§ TASK STATEMENT
Please say whether each statement agrees with the tech news roundup below, answering yes or no and quoting the deciding words from it: (a) Windows 8 will offer Windows Media Center only as an upgrade; (b) Microsoft has used the Windows Live branding since 2008; (c) Mozilla Release Manager Alex Keybl proposed auto-updating Firefox 3.6.x users.

Our first edition of WIG for May is filled with news links covering topics such as the FBI says they need wiretap-ready websites now, Internet Explorer continues to rebound in the browser market, Mozilla plans to auto-upgrade Firefox 3.6 users to version 12, and more.

Weekly News Links

  • Windows 8 won’t include Media Center automatically
    One of the new changes that Microsoft is introducing to it’s upcoming operating system is that Windows Media Center will only be available as an upgrade.
  • Microsoft angers users by cutting Media Center out of Windows 8
    Microsoft’s decision to charge extra for the Windows 8 Media Center and DVD playback is not sitting well with users judging from responses to the company’s blog.
  • Windows 8 to integrate cloud services, ditch Windows Live branding
    The Windows Live branding that Microsoft has used since 2005 for its range of consumer-oriented cloud services will fade away over the next few months, as the company positions the online services as an integral, integrated part of the Windows experience.
  • Mozilla to auto-upgrade Firefox 3.6 users to version 12
    Soon, users running Firefox 3.6.x will start being automatically upgraded to the current version 12.0 release of the open source web browser. The plan to auto-update these users has been being discussed since the end of March, when Mozilla Release Manager Alex Keybl proposed the move on a Mozilla planning discussion thread.

§ DATASET SECTION
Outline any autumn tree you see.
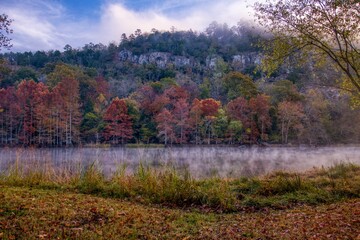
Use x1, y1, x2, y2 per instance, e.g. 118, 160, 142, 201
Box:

§ EXERCISE ANSWER
(a) Yes: "Windows Media Center will only be available as an upgrade."
(b) No: "The Windows Live branding that Microsoft has used since 2005"
(c) Yes: "Mozilla Release Manager Alex Keybl proposed the move"